## PASSAGE

I thought there were some amazing points on synchronicity. and being out of sync socially. Which I've felt, palpably since I was a kid. I didn't understand why I was different, or why I was so socially awkward (and self-conscious of it), let alone how it grew over time. I just knew I was different... weird. This forum, his videos, have brought me a sense of emotional relief. For the first time in, maybe ever, I feel like I'm with my people. I understand you guys. I understand him. I feel like we're all speaking the same language. I am so grateful for this forum. Thank you.
 
If you didn't have a chance to build a self before the trauma/s then how do you find out who...

"No one is exactly their pre PTSD self, even if their trauma/s happens in their 20s, 30s 40s etc.

Just to be a little clearer if your trauma takes place in your mid twenties or thirties or even when you are 15 then you have a whole lot of stuff to draw on including relationships, friends, schooling, jobs, networks, ability to be present in the world, ability to be present in your body, hobbies, likes and dislikes, routines, exercise, family, eating habits, managing money skills, sleeping habits, personal hygiene habits, body image, that you don't have if your traumas start when you are a small child.
What I am interested in is how, if you are a small child when your complex trauma begins, how you build up a self and a life."

I don't know if I have complex trauma but I do know that I have trauma. It might happen during my childhood but in my midtwenties I experienced another one and another in my thirties. So, my trauma related to family, love, friendship and violence. All of them are abuse.

I knew who I was. I knew my likes and dislikes, I took care of my body and health, I have hobbies, I exercised, I spent time with relatives, friends, my eating habits are fine, personal hygiene no problem, I accepted my body image in my twenties (never had a problem with it even though I'm very body conscious). I had a very strong sense of self although I dealt with lots of stress at home but I had a great support system. Friends were awesome.

Until, I lost when I was 27 (relationship issues/love). It took years to get to this place and I figured how much time has wasted. And I'm still finding out how to manage the triggers. What I've found out now is that it all starts from home, if your home is a "mess", things outside will get affected. I think most people here who experience trauma are also dying to know how to stop the flashbacks and how to build a life if you live with the symptoms after the incidents happened?
 
Going through this process of trying to work this all out has been very useful to my recovery process, because dealing with the intrusive thoughts around this really helped me learn Self Compassion Breaks and a whole lot of other skills that I really needed to learn to make progress. It has been a useful process. I don't tend to focus on it too much anymore, but I also don't tend to attack myself as much anymore for all my perceived mistakes. The truth was that I didn't have any choices for so much of the journey after I was born and in those early 8 years. That all had a flow on effect that cascaded through to my teens and twenties, and being gotten of by unethical and unprofessional psychologists mean I had my trauma compounded by the people who were meant to try and get me to recover from all that who then physically, emotionally, sexually and financially exploited me from ages 15-30 years old. I didn't have the skills to identify their craziness and their exploitations, sometimes I knew what they were doing was wrong but I was so emotionally deprived, so suggestible and so not wanting to end up like my parents that I kept at it because I had read recovery was hard. Well recovery is impossible when you are still being traumatised. I feel so ashamed to have been used like that, but it was just like Mum and Dad, so it was familiar and it was like home. I wanted to have a home. Unfortunately one of them moved into my home, and then it was no home for me anymore, just another place that I was violated. So I have made great progress with all this. Radical Acceptance, and some fine tuning from time to time is what is required now.

## HOW TO COMPLETE THIS TASK
Please transcribe the part of the forum post that begins at the words "Just to be a" and stops after "a small child.", word for word.

[Text-to-region grounding records]
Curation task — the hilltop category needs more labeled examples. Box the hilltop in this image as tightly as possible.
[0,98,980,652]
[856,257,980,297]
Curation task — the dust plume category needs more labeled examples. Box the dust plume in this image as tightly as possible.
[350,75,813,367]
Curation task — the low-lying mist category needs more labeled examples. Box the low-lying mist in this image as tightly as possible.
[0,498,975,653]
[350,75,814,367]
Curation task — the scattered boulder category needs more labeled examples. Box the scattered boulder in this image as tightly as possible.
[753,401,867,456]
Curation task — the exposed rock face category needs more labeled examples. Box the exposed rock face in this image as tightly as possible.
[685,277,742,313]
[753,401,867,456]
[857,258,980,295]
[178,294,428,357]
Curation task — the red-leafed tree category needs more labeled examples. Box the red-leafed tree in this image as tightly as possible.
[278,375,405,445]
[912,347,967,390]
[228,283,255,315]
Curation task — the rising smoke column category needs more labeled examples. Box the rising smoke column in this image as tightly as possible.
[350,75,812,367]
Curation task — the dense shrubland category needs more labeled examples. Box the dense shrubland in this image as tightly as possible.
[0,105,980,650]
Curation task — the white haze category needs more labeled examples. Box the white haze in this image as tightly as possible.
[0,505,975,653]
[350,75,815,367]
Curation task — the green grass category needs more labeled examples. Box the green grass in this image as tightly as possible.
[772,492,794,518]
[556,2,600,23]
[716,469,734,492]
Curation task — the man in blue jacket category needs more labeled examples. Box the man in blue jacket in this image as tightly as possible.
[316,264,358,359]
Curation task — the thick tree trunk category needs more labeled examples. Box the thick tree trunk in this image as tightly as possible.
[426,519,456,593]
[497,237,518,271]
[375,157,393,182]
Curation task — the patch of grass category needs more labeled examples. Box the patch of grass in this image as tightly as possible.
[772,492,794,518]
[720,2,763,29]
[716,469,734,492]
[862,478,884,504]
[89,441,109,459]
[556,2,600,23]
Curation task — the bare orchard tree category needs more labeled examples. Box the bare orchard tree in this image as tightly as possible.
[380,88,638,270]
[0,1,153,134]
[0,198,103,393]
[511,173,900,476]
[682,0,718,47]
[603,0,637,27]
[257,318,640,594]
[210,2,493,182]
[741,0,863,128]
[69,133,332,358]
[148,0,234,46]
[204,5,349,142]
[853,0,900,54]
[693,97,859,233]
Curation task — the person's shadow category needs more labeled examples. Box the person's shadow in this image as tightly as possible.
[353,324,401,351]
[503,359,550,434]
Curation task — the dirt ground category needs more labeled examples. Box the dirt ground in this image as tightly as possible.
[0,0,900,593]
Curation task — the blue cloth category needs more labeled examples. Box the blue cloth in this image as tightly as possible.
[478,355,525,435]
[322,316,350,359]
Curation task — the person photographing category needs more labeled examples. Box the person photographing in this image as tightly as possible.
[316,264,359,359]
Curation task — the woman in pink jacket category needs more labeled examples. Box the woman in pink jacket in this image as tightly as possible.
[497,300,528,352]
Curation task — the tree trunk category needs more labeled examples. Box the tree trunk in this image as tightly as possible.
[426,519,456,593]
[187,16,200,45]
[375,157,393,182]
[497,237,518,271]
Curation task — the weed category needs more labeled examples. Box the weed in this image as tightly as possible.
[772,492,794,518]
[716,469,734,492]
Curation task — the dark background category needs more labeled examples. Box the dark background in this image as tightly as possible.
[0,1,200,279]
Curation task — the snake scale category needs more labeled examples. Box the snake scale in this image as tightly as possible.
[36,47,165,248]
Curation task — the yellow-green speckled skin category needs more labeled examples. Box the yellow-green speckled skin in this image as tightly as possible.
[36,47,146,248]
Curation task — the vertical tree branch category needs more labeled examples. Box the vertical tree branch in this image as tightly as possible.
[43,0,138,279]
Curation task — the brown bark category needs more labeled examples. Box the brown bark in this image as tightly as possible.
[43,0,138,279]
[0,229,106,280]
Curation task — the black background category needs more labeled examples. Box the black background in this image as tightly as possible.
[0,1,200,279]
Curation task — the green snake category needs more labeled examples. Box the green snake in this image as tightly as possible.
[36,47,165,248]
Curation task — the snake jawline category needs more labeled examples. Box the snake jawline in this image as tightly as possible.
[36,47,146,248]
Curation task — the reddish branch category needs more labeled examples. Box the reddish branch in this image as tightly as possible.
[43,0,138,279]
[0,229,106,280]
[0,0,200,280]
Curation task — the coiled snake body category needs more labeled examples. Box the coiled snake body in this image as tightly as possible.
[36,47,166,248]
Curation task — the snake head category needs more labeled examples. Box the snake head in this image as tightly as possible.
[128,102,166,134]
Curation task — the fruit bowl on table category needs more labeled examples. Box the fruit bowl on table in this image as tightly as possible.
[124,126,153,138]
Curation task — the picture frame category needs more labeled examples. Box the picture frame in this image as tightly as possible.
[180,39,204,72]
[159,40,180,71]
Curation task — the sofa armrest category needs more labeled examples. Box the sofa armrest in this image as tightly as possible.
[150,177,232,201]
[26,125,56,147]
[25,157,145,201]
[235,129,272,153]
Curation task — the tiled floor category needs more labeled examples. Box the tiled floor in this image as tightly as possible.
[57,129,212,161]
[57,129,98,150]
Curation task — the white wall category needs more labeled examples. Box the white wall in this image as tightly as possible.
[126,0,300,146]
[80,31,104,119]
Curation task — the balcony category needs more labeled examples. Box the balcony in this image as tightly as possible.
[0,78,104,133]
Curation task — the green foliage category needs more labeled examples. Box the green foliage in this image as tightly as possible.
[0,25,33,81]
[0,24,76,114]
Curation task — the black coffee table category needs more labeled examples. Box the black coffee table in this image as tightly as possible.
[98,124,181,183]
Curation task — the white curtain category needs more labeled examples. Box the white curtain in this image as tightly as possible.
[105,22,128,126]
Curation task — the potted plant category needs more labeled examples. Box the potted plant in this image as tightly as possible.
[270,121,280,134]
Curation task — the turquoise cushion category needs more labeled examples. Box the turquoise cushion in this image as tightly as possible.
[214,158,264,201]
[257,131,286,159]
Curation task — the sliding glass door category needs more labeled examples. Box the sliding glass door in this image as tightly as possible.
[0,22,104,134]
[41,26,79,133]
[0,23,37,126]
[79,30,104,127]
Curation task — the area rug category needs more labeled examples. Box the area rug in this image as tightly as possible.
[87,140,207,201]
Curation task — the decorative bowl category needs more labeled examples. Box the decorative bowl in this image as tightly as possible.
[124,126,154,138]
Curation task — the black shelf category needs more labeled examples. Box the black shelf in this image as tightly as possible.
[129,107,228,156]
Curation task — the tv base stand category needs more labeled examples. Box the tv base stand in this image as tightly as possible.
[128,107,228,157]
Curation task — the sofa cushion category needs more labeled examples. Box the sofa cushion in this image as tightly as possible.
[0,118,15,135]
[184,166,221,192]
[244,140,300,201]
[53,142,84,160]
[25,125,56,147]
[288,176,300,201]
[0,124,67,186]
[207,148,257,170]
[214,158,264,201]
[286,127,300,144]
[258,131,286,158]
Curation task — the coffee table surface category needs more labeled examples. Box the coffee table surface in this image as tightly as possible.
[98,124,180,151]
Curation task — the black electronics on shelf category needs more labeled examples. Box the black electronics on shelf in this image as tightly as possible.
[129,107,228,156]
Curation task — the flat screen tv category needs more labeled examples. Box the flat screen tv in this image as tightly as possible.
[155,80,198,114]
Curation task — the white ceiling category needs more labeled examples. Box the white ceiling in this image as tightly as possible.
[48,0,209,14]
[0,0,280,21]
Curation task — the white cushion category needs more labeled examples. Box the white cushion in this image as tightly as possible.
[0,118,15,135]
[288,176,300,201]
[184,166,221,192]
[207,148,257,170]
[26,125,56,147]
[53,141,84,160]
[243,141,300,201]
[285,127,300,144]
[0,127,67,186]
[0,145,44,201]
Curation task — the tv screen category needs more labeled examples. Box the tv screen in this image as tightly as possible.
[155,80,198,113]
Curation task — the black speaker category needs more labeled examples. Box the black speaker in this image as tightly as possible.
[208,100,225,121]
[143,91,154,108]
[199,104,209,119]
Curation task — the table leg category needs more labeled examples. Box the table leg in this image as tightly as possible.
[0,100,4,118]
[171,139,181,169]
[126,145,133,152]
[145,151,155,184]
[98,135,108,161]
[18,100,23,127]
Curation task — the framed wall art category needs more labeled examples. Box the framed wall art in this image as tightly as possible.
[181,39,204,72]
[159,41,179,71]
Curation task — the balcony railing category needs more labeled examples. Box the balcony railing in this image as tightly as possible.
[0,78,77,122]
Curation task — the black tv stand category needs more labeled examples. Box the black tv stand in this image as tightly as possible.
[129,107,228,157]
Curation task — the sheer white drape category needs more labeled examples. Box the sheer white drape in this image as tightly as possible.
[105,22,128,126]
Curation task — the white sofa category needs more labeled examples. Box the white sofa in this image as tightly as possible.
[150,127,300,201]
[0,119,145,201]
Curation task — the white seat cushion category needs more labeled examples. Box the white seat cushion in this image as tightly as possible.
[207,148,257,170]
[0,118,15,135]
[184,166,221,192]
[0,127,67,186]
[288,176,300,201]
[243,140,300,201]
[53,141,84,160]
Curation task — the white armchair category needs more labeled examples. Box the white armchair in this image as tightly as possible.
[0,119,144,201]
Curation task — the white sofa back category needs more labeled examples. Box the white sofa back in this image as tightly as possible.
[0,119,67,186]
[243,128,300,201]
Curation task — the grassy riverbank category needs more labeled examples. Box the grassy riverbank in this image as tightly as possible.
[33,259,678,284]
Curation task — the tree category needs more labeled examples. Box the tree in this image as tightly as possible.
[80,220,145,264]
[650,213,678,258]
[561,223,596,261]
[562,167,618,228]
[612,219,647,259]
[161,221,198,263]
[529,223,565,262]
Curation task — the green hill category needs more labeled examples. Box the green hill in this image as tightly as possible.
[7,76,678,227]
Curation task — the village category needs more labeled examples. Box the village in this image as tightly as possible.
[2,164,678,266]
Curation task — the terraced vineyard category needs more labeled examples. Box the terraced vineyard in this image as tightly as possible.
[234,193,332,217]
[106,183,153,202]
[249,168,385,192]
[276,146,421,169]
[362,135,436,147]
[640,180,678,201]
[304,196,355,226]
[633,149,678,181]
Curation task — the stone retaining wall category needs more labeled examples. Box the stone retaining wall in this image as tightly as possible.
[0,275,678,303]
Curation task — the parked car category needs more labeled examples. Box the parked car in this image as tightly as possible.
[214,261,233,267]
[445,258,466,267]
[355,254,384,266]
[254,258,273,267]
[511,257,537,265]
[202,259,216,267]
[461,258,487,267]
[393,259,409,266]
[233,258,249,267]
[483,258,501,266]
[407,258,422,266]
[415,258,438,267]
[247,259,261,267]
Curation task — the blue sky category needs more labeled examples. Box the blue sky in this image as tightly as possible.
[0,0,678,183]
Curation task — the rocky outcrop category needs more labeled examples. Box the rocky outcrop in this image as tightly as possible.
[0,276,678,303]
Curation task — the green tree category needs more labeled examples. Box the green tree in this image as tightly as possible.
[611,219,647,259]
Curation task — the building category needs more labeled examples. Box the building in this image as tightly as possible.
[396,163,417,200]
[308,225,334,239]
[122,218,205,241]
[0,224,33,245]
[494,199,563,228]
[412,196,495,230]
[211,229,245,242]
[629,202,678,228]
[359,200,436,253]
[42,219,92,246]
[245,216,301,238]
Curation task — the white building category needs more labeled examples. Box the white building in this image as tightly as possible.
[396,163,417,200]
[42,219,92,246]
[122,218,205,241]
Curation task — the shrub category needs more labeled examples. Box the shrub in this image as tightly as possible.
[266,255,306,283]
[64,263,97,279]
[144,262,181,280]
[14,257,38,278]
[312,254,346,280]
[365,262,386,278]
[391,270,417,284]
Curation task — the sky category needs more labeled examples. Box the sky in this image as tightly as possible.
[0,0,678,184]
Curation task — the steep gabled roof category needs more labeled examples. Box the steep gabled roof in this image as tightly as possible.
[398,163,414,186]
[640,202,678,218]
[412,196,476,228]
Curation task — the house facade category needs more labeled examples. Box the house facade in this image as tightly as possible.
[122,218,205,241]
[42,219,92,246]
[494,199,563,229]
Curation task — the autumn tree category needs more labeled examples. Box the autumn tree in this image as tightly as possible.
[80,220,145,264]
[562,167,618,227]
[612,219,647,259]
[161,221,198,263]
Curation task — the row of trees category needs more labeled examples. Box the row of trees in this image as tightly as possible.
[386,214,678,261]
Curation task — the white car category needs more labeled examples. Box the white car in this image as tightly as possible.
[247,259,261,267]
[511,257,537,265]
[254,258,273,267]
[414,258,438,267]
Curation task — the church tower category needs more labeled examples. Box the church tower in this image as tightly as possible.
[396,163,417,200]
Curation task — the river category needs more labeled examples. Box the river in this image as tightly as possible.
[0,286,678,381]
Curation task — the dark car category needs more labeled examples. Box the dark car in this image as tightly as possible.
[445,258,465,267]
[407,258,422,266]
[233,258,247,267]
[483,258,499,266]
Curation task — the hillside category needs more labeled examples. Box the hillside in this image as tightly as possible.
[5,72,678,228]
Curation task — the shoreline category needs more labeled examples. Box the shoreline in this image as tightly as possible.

## WRITTEN ANSWER
Just to be a little clearer if your trauma takes place in your mid twenties or thirties or even when you are 15 then you have a whole lot of stuff to draw on including relationships, friends, schooling, jobs, networks, ability to be present in the world, ability to be present in your body, hobbies, likes and dislikes, routines, exercise, family, eating habits, managing money skills, sleeping habits, personal hygiene habits, body image, that you don't have if your traumas start when you are a small child.